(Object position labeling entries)
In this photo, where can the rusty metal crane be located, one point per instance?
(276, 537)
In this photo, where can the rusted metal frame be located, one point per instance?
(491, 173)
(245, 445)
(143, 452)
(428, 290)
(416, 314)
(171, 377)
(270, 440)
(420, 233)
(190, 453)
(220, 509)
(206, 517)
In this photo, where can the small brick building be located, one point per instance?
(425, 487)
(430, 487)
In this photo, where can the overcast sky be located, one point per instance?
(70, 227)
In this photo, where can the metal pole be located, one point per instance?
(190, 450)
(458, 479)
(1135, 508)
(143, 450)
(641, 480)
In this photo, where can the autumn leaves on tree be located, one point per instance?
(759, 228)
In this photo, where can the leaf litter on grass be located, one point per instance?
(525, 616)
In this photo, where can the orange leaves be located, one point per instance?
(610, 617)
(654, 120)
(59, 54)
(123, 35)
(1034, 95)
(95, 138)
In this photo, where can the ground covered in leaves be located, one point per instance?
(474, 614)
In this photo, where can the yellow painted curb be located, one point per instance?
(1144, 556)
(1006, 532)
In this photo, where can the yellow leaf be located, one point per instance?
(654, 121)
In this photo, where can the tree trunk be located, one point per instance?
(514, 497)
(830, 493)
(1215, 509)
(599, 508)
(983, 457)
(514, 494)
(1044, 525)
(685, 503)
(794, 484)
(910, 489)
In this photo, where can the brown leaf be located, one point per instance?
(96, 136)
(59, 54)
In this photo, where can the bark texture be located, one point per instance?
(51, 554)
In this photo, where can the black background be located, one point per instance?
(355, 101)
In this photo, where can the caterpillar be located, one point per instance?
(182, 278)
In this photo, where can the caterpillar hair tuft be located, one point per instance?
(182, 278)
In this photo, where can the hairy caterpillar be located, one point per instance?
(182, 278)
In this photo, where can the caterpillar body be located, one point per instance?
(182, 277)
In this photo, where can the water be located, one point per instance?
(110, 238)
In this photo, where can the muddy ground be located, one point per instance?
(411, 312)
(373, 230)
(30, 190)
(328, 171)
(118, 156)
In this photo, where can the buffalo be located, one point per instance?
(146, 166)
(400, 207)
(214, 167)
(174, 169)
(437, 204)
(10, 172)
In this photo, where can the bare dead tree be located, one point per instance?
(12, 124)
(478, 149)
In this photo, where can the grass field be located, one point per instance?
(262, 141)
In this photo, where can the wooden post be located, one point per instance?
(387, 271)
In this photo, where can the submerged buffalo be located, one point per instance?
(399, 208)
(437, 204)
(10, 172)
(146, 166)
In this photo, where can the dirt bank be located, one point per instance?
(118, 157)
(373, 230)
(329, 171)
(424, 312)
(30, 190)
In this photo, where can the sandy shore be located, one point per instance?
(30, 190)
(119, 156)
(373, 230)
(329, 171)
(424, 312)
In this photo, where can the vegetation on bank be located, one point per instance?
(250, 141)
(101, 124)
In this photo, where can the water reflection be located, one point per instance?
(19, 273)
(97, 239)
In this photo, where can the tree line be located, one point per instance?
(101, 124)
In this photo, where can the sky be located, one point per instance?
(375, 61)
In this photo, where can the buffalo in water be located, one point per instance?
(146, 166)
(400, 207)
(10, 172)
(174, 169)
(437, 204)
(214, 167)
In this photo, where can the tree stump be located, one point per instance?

--- WHAT IS EXPECTED ---
Exactly as written, give again every line from the one containing "In this photo, where can the bare" through the last line of the material above, and no other lines.

--- RESPONSE TO THIS TASK ---
In this photo, where can the bare dead tree be located, one point per instance?
(12, 124)
(478, 149)
In this photo, where can the grass field be located, one point per instance?
(262, 141)
In this photo, where can the wooden post be located, one point per instance?
(387, 271)
In this photo, where can the submerged buffalo be located, one point per instance?
(399, 208)
(437, 204)
(10, 172)
(146, 166)
In this photo, where can the dirt bank be located, one point per instance?
(118, 157)
(373, 230)
(329, 171)
(424, 312)
(30, 190)
In this photo, where can the sandy shore be located, one point per instance?
(30, 190)
(119, 156)
(373, 230)
(329, 171)
(424, 312)
In this photo, where can the vegetation on bank be located, one point per instance?
(250, 141)
(101, 124)
In this photo, where can the water reflection be located, one point per instance?
(19, 273)
(97, 239)
In this photo, where can the tree line be located, one point per instance?
(101, 124)
In this photo, where can the sky be located, one point per instance?
(375, 61)
In this photo, where can the buffalo in water be located, one point per instance?
(146, 166)
(400, 207)
(10, 172)
(174, 169)
(437, 204)
(214, 167)
In this photo, where can the tree stump be located, one point per instance?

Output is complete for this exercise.